▶ **PASSAGE FOR REVIEW**
▬▬▬▬▬▬
New Jersey Introduce Measure To Let Children Have Potential Access to MMJ
Posted by Marijuana Doctors on 06/07/2013 in Medical Marijuana News
On Thursday, a Union County Senator introduced a measure that would make it easier for debilitating and seriously ill children to qualify for the New Jersey medical marijuana program. This proposed measure comes as there is a debate across the nation in an attempt to determine whether or not children should be able to find relief in CBD-rich marijuana strains that are low in the psychoactive component so they do not “feel high”.
This measure was directly inspired by the plight of Scotch Plains two-year-old Vivian Wilson. Vivian was diagnosed with a very rare and potentially deadly form of epilepsy that is known as Dravet syndrome. Due to the fact that traditional medications and prescription opiates have not been able to control her seizures, Vivian’s parents Meghan and Brian, signed little Vivian up for the New Jersey medical marijuana program. Her parents have been encouraged by reports of children in Colorado who are also diagnosed with Dravet syndrome, have ingested the drug in which is comprised of a medical marijuana strain that is rich in CBD’s, but is extremely low in any psychoactive components.
▬▬▬▬▬▬
▶ **PROMPT 1**
Reproduce the part of the article on the New Jersey medical marijuana measure that opens with the words containing "This measure was" and closes with "any psychoactive components.".
▶ **PROMPT 2**
List every place name that appears in the article on the New Jersey medical marijuana measure.
▶ **PROMPT 3**
Extend the article on the New Jersey medical marijuana measure for children, starting after its last sentence.
▬▬▬▬▬▬
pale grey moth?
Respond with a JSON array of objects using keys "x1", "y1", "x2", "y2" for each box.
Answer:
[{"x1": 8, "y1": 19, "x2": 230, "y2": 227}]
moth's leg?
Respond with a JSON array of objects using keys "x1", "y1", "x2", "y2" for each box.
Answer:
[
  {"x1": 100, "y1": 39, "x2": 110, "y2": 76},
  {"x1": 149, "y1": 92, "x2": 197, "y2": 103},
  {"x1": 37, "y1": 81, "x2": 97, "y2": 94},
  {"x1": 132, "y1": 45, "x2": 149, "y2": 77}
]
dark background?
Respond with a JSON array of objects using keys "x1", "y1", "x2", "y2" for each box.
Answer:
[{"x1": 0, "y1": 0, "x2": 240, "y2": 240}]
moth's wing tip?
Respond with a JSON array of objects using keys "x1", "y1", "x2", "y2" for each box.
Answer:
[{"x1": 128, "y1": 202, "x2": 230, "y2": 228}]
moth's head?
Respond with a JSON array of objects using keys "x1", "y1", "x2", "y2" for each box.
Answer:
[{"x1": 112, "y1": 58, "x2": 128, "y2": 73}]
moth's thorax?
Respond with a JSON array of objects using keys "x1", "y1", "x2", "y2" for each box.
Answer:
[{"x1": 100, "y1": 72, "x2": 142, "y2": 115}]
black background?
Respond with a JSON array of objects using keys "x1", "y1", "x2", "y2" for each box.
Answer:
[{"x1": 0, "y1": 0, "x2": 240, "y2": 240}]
▬▬▬▬▬▬
▶ **YOUR RESPONSE 1**
This measure was directly inspired by the plight of Scotch Plains two-year-old Vivian Wilson. Vivian was diagnosed with a very rare and potentially deadly form of epilepsy that is known as Dravet syndrome. Due to the fact that traditional medications and prescription opiates have not been able to control her seizures, Vivian’s parents Meghan and Brian, signed little Vivian up for the New Jersey medical marijuana program. Her parents have been encouraged by reports of children in Colorado who are also diagnosed with Dravet syndrome, have ingested the drug in which is comprised of a medical marijuana strain that is rich in CBD’s, but is extremely low in any psychoactive components.

▶ **YOUR RESPONSE 2**
New Jersey, Union County, Scotch Plains, Colorado

▶ **YOUR RESPONSE 3**
This bill would also eliminate the requirement that as many as three physicians must recommend a child to the program. Currently, no psychiatrists have registered with the state to participate in the medical marijuana program, but New Jersey state law requires that one must evaluate the child before a family may purchase the drug on a child’s behalf. State law also requires that a pediatrician sign off on the application if one is overseeing the child’s care.
A variety of edible products would also be allowed to be sold under this measure by the state-sanctioned medical marijuana dispensaries. The only edible product allowed under the state’s existing medical marijuana bylaws is currently lozenges. It is believed that this measure will be responsible for eliminating unnecessary restrictions that were created by the state to regulate or better ensure that children can receive the compassionate care they deserve.